## WHAT IS NEEDED
Give back each line of the data exactly.

[Data extracted from a collection]
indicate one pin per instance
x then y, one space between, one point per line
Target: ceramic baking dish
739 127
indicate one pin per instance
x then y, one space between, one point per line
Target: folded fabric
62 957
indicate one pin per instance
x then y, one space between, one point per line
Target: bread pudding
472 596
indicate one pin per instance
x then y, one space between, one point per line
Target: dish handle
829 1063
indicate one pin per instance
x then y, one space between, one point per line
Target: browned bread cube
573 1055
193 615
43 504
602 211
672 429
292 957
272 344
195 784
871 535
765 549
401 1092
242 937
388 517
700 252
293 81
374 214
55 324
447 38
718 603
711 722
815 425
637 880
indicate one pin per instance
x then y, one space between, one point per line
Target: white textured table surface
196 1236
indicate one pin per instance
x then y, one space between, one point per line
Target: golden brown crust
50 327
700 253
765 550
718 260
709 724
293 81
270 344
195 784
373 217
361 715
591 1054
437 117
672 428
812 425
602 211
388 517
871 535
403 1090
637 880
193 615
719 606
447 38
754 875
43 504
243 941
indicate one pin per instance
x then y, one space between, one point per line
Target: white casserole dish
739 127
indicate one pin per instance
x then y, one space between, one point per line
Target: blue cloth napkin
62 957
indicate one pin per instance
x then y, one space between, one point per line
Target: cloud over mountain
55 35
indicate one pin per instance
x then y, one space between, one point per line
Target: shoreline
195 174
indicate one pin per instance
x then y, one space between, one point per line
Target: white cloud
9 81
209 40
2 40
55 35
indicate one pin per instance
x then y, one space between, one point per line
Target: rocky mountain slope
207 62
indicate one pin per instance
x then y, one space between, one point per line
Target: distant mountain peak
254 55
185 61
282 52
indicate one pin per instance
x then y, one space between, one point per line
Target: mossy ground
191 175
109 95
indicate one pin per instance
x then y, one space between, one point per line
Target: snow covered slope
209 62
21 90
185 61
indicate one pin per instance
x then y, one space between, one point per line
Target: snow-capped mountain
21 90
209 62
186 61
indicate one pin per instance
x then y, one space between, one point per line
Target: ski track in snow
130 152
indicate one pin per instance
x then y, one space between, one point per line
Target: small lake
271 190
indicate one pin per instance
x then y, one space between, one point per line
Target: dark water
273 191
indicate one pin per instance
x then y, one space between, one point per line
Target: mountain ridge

## EXERCISE RESULT
indicate one pin per instance
x then y, one space between, one point per line
Target: ceramic baking dish
739 127
indicate one pin per instance
x then y, one space between, one point per line
Target: folded fabric
62 957
indicate one pin per instance
x then y, one space between, one point per line
Target: bread pudding
472 596
indicate one pin per instance
x then y, one space between, one point per line
Target: dish handle
829 1063
indicate one pin per instance
x then y, one space between, one point per line
Target: browned bread cube
573 1055
193 615
43 504
602 211
672 429
292 957
272 344
195 784
871 535
765 549
401 1092
242 937
388 517
700 252
293 81
374 214
55 324
447 38
718 603
711 722
815 425
637 880
indicate one pin per instance
x then y, one space between, one point per line
Target: white textured table surface
196 1236
indicate one pin per instance
x then y, one space between, one point per line
Target: golden brown crust
50 327
700 253
765 550
718 260
709 724
293 81
270 344
195 784
373 217
361 715
591 1054
437 117
672 428
812 425
602 211
388 517
871 535
403 1090
637 880
193 615
719 606
447 38
754 875
43 504
243 941
indicate one pin per instance
x then y, one space between, one point per line
Target: white casserole dish
739 127
indicate one pin per instance
x then y, one space between, one point per line
Target: blue cloth napkin
62 957
indicate one pin per instance
x then y, one space between, one point per line
Target: cloud over mountain
55 35
indicate one pin per instance
x then y, one space between, one point per line
Target: shoreline
195 174
indicate one pin per instance
x then y, one space between, one point per line
Target: white cloud
9 81
209 40
2 40
55 35
indicate one pin per instance
x then y, one space between, one point per line
Target: rocky mountain slope
207 62
indicate one pin per instance
x then y, one space between, one point per line
Target: distant mountain peak
254 55
185 61
282 52
indicate one pin per instance
x then y, one space between, one point per line
Target: mossy ground
191 175
109 95
indicate one pin per instance
x then y, one space between, one point per line
Target: snow covered slope
209 62
21 90
185 61
indicate one pin per instance
x then y, one space between, one point per line
Target: snow-capped mountain
21 90
209 62
186 61
indicate one pin per instance
x then y, one space between, one point per line
Target: ski track in snow
130 152
indicate one pin per instance
x then y, one space between, one point per line
Target: small lake
271 190
indicate one pin per instance
x then y, one space between, one point per line
Target: dark water
273 191
indicate one pin per instance
x then y, one space between, one point per line
Target: mountain ridge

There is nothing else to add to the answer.